> _The problem_: Below are the records; copy every line in them that holds the string "tree".

*** Opening of Given records ***

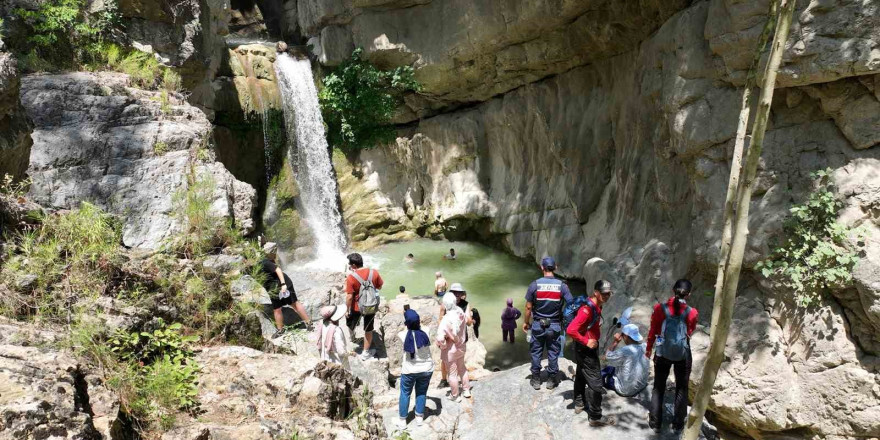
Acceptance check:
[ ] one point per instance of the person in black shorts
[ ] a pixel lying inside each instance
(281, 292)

*** Close of Given records ***
*** Opening of Given records ***

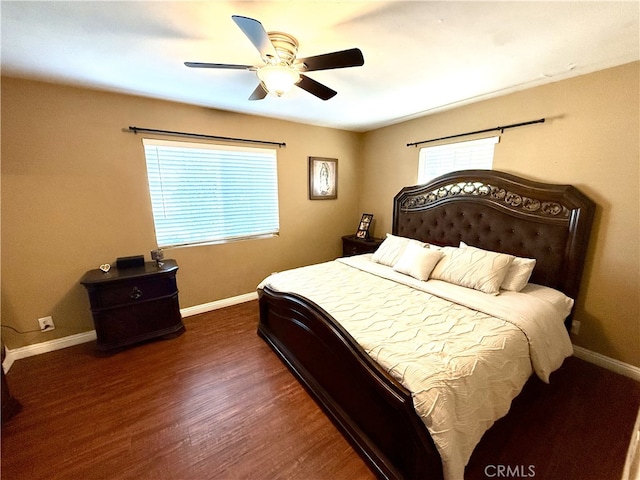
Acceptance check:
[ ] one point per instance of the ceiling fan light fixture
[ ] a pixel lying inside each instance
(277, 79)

*** Close of Given records ***
*** Opening of Given records ***

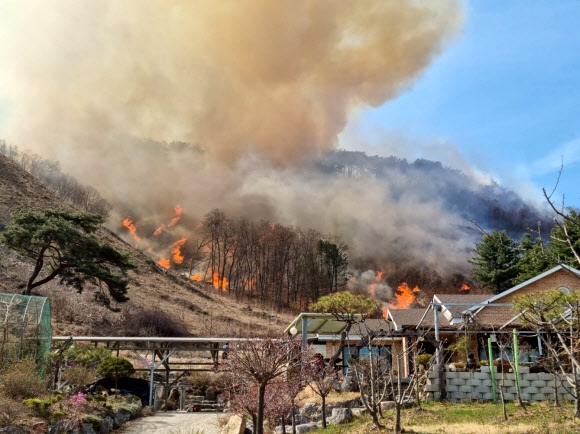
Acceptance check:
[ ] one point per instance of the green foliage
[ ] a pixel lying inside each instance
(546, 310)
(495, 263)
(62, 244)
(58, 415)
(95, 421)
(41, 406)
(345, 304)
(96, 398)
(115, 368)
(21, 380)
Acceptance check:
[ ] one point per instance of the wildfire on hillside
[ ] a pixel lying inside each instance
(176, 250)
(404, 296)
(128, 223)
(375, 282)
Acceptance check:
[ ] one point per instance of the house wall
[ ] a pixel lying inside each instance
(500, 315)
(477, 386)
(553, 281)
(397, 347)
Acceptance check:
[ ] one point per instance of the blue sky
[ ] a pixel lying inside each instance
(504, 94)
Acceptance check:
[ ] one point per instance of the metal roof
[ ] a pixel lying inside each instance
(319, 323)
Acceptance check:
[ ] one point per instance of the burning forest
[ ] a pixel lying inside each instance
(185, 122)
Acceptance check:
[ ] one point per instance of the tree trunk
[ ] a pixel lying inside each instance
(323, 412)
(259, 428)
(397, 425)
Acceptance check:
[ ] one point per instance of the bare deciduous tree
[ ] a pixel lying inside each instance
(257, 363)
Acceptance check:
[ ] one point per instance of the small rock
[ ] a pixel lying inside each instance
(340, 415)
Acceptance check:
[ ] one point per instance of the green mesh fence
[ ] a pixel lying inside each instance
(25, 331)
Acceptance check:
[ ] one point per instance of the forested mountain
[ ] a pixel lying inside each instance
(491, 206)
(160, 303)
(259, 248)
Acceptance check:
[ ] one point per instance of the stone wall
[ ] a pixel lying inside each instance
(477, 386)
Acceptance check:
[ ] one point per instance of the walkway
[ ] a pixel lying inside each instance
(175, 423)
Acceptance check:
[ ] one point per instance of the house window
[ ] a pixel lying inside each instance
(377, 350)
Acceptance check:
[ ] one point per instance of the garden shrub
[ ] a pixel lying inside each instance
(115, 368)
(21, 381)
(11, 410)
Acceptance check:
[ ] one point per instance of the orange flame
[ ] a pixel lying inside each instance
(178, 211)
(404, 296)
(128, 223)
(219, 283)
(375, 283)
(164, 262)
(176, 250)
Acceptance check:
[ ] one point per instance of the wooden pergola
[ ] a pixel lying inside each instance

*** Close of Given records ***

> _Solution_:
[ ] one point per instance of the tree trunk
[ ] one point per instance of the bare deciduous tree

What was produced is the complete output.